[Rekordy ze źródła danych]
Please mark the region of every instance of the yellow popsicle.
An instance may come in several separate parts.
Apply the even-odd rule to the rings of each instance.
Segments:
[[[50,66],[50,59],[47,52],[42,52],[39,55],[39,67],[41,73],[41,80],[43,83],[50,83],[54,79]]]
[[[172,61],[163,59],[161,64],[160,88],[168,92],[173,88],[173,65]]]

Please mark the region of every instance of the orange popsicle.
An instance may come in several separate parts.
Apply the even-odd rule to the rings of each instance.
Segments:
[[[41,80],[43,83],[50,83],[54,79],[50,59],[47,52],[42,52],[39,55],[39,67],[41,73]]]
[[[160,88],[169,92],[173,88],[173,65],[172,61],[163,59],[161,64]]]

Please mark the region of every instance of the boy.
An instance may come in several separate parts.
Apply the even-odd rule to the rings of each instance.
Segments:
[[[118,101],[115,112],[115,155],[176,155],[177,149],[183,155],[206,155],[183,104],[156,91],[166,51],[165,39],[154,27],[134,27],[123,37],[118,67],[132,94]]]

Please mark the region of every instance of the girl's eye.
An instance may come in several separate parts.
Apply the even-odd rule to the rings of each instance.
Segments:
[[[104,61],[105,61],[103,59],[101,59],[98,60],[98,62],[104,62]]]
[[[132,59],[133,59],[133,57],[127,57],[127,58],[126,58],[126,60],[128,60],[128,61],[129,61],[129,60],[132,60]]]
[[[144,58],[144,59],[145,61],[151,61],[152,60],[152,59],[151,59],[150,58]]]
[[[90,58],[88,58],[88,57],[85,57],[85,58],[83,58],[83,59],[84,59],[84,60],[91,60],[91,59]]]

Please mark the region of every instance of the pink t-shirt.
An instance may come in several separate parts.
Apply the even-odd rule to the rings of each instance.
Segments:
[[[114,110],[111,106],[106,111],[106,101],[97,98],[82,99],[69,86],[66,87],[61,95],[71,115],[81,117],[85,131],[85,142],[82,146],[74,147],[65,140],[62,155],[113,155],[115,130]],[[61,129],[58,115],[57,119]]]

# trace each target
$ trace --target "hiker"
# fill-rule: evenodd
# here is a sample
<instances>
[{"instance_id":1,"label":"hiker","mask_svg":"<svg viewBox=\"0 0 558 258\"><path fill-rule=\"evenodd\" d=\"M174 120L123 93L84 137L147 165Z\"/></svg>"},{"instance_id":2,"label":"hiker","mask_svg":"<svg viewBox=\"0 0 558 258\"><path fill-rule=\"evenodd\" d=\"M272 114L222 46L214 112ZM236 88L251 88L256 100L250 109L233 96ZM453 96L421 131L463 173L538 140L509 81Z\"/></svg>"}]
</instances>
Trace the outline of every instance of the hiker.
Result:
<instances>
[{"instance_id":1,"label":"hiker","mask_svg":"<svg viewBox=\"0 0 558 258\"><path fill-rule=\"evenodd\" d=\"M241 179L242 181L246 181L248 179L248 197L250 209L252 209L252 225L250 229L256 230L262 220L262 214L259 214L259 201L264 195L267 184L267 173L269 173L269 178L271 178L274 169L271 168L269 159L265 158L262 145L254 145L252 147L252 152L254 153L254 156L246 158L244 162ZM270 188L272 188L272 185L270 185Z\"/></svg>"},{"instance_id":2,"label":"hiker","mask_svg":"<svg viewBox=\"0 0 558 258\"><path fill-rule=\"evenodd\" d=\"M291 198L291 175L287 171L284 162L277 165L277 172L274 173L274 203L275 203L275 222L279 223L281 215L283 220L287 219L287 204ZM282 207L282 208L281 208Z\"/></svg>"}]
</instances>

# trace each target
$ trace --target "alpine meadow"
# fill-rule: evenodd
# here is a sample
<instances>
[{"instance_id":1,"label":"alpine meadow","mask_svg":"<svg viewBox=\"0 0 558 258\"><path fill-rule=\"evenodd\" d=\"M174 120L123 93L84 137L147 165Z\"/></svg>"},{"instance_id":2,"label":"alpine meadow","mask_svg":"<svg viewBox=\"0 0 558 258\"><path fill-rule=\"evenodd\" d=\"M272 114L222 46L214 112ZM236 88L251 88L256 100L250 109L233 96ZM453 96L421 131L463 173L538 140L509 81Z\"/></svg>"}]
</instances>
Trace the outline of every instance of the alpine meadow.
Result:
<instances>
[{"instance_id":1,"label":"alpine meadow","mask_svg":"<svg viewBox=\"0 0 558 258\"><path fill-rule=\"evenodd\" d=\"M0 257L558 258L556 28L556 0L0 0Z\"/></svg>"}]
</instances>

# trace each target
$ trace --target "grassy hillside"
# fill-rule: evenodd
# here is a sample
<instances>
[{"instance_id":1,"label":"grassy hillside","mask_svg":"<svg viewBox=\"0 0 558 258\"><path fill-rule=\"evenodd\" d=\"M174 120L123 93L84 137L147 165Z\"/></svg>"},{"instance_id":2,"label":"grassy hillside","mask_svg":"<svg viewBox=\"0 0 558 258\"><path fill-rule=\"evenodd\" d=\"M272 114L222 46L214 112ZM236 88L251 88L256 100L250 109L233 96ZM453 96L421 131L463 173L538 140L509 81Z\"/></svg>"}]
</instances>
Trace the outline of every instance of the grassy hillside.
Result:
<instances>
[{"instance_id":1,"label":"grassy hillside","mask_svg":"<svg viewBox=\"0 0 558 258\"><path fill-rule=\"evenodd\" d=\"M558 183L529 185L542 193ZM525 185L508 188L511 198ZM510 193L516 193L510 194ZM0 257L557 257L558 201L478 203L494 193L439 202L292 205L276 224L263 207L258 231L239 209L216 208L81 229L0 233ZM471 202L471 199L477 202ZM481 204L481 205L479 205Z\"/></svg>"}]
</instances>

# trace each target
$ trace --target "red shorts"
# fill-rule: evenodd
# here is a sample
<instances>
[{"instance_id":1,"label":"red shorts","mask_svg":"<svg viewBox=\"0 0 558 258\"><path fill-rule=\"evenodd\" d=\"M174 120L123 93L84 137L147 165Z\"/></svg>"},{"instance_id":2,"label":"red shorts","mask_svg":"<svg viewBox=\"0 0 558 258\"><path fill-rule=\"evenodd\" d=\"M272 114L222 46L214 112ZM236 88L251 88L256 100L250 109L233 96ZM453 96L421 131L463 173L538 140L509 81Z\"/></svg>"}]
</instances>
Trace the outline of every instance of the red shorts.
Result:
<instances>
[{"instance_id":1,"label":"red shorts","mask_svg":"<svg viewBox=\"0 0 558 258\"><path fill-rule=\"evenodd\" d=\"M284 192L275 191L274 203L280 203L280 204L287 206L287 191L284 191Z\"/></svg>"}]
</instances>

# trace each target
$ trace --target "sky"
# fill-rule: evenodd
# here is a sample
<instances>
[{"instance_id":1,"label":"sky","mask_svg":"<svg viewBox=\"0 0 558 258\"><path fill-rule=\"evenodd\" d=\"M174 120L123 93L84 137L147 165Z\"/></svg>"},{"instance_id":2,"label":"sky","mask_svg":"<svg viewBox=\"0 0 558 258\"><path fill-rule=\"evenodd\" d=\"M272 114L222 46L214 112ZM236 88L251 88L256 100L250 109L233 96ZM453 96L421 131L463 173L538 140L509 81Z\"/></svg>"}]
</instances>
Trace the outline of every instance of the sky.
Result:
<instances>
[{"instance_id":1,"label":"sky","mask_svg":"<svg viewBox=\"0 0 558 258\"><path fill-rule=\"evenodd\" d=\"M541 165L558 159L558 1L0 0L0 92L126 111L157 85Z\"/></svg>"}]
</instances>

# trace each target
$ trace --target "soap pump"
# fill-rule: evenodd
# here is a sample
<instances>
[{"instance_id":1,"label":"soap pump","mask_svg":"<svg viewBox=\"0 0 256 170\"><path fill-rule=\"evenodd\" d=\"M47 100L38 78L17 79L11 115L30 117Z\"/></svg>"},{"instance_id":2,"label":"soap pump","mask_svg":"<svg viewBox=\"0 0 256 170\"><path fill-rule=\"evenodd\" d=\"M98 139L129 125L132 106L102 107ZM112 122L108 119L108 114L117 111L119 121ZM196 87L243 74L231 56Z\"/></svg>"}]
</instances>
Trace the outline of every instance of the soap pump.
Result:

▶ [Wymaganie]:
Wybierz z rekordów wszystkie wiersze zawierające słowo „every” i przepisz je w całości.

▶ [Poprawna odpowiedź]:
Please mark the region of every instance of the yellow popsicle.
Please mark the region of every instance of the orange popsicle.
Please mark the region of every instance of the boy.
Please mark the region of every instance of the girl's eye.
Please mark the region of every instance of the pink t-shirt.
Trace the outline of every instance of the hiker.
Trace the outline of every instance of the alpine meadow.
Trace the outline of every instance of the grassy hillside.
Trace the outline of every instance of the red shorts.
Trace the outline of every instance of the sky.
Trace the outline of every instance of the soap pump.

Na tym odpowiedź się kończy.